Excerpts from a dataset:

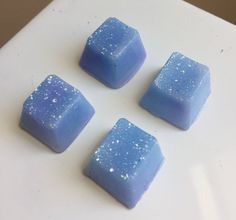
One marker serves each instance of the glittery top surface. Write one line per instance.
(50, 100)
(112, 37)
(124, 150)
(181, 76)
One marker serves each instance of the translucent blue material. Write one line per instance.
(55, 113)
(113, 53)
(126, 162)
(179, 91)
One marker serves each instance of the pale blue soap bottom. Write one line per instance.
(179, 91)
(126, 162)
(55, 113)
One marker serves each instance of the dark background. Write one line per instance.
(14, 14)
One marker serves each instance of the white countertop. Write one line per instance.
(197, 181)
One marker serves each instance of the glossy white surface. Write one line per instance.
(197, 181)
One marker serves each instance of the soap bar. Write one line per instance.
(179, 91)
(113, 53)
(126, 162)
(55, 113)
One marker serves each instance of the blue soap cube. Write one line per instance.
(113, 53)
(55, 113)
(179, 91)
(126, 162)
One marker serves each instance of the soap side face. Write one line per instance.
(113, 53)
(125, 163)
(55, 113)
(179, 91)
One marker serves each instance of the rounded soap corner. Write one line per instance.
(122, 120)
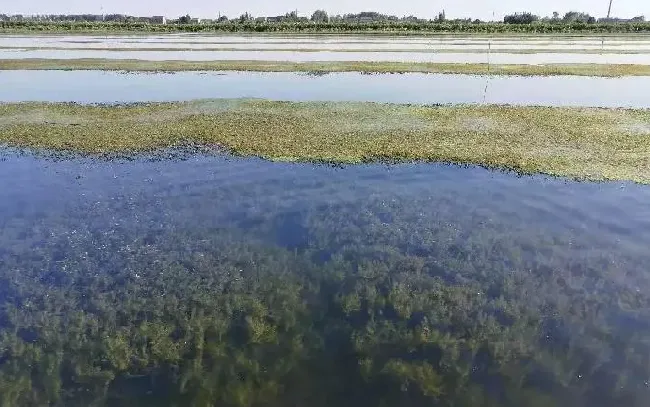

_Try it_. Starting with the line that holds "One marker serves each instance of the soap bar.", return each line exactly through the final line of the entries above; pictures are not part of the output.

_Exercise response_.
One marker serves each instance of the soap bar. Write one line per instance.
(179, 91)
(113, 53)
(126, 162)
(55, 113)
One marker serves each instance of the blue soap cube. Write one line per instance.
(113, 53)
(55, 113)
(179, 91)
(126, 162)
One marker serves each instance of the soap side face. Write one line per instance.
(113, 53)
(125, 163)
(55, 113)
(179, 91)
One marker serves each instance of the rounded soap corner. Write one line per instance.
(122, 120)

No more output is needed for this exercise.